● **TEXTE PRÉSENTÉ**
***
À l’issue du tome précédent, Chimère se retrouve bien installée, jeune adolescente de treize ans, ayant pu échapper à l’asile de Saint-Lazare, et ayant fait valoir ses droits auprès de Gisèle, propriétaire de la maison close La Perle Pourpre. La jeune demoiselle informe donc ses collègues de son nouveau statut au sein de l’établissement et elle fait comprendre à sa mère qu’elle a des idées bien arrêtées à la fois sur ce qu’elle veut faire, à la fois sur la manière de donner un nouvel élan à l’établissement pour faire revenir la clientèle après le scandale du tome précédent. Le lecteur regarde cette jeune adolescente dans sa robe sophistiquée et affriolante, se tenir droite, parler avec une assurance impressionnante. Toutefois sa mère, en tant qu’adulte, ne se laisse pas faire, même si elle est harassée de culpabilité. Elle lui fixe quelques limites. Dans la soirée, Chimère reçoit Winston Burke, un individu d’une cinquantaine d’années, qui entend bien récupérer le cliché incriminant Ferdinand de Lesseps (1805-1894). Toujours avec la même assurance, elle lui fait comprendre qu’il est en position de faiblesse dans cette négociation, avec une certaine jouissance. Toutefois celui-ci a l’avantage de l’expérience, et elle en fait les frais. Un peu plus tard, une interaction avec Marguerite montre la fragilité émotionnelle de Chimère. Une nouvelle séance avec le professeur docteur Jean-Martin Charcot (1825-1893) atteste également qu’elle ne maîtrise pas tout.



Le fil temporel au temps présent du récit, en 1888, est entrecoupé de quelques scènes du passé, une consacrée à Olympe, et deux à Chimère. Là aussi, les auteurs développent ce personnage montrant son enfance. À première vue, le lecteur peut y voir de simples informations sur sa vie. La séance avec le docteur Charcot montre que ces phases de sa vie ont une incidence inéluctable sur son présent, sa personnalité, ses choix. Le portrait de Chimère dépasse donc un simple constat de comportement, pour introduire des éléments psychologiques explicites. Le lecteur se rend compte qu’il est touché par la toute jeune enfant, grâce à l’expressivité de son visage, sa curiosité juvénile, son entrain, sa candeur, le contraste étant encore plus grand avec sa condition d’adolescente prostituée à La Perle Pourpre. D’une autre manière, Gisèle continue également à gagner en épaisseur psychologique : entre accablement de la culpabilité d’avoir prostitué sa fille, et confiance en elle chèrement acquise par le fait de surmonter son infirmité, et par l’expérience acquise à diriger son entreprise (une maison close), mais aussi fragilité engendrée par sa condition physique et par son remord. Le lecteur observe les émotions qui passent sur son visage, regarde sa posture pour juger de son état de fatigue, de sa douleur physique. Alors qu’en surface, les dessins peuvent donner l’impression d’une narration de type aventure, avec une exagération pour les expressions de visage et le langage corporel, la lecture révèle les saveurs et les nuances de la narration visuelle.
***
● **EXTRAIT DE DONNÉES**
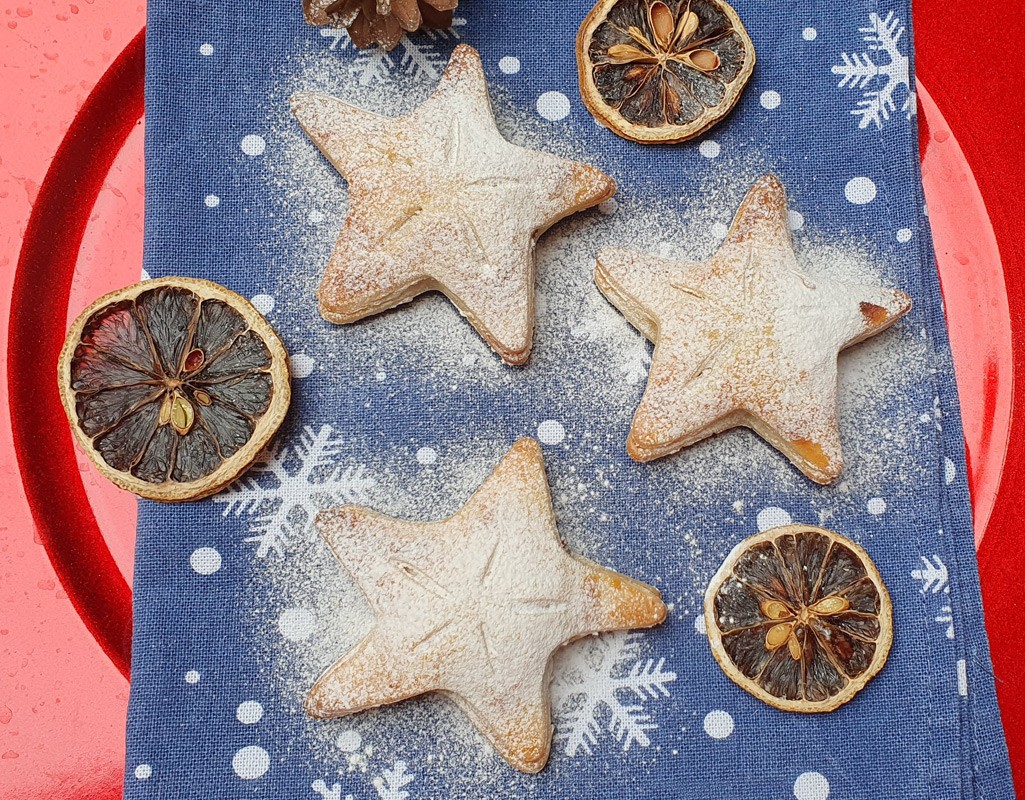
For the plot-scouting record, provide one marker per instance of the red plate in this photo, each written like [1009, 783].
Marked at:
[63, 699]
***
● **OBJECTIF**
Dans le texte présenté, relevez toutes les personnes ou tous les personnages désignés par un nom propre, dans l'ordre de leur première mention.

● **RÉPONSE ATTENDUE**
Chimère, Gisèle, Winston Burke, Ferdinand de Lesseps, Marguerite, Jean-Martin Charcot, Olympe